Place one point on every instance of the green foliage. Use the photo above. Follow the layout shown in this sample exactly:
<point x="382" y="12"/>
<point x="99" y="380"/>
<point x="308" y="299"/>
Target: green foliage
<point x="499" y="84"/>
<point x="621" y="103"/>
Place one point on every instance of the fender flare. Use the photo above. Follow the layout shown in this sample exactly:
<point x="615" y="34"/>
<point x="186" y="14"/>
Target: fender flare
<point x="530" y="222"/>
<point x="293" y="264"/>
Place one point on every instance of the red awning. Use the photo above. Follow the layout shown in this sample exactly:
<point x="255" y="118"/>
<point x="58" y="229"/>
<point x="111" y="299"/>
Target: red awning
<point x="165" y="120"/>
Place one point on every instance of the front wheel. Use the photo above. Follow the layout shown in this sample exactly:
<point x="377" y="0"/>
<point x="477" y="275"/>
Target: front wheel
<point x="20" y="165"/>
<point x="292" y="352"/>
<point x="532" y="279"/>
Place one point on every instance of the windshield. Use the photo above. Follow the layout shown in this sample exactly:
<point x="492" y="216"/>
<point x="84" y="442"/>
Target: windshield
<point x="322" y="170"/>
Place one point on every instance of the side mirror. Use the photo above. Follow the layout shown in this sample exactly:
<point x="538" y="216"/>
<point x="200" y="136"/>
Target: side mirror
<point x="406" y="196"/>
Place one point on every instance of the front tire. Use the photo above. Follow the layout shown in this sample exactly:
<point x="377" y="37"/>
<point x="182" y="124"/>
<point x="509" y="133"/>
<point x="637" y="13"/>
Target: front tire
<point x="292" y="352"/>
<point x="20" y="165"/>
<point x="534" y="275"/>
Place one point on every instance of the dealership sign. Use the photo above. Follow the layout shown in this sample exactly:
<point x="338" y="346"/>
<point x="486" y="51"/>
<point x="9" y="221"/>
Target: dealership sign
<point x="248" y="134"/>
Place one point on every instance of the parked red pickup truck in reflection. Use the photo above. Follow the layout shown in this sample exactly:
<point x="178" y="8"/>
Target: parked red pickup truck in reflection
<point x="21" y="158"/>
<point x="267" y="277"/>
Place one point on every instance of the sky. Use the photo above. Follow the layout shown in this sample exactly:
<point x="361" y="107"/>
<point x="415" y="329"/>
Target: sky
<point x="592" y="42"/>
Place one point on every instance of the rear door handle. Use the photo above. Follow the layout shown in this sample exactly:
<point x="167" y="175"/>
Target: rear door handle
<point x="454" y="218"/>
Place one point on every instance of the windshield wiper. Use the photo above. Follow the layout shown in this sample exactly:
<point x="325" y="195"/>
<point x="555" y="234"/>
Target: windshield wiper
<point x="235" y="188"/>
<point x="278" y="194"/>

*Required work:*
Please return, exactly as written, the line containing "Place one point on every instance of the sky." and every line after it through the end of the records above, and nothing else.

*Output below:*
Place one point on every instance of the sky. Use the photo above. Follow the layout shown in this sample exactly:
<point x="361" y="107"/>
<point x="415" y="329"/>
Target: sky
<point x="592" y="42"/>
Place one point on every instance of the rear door handle. Use the photo above. Follow the layout shown in this sample exactly:
<point x="167" y="175"/>
Target: rear door handle
<point x="454" y="218"/>
Place one point on every instance of the windshield wiper. Use the photo above. Follow the layout shown in this sample exactly:
<point x="325" y="195"/>
<point x="555" y="234"/>
Target: windshield wiper
<point x="235" y="188"/>
<point x="278" y="194"/>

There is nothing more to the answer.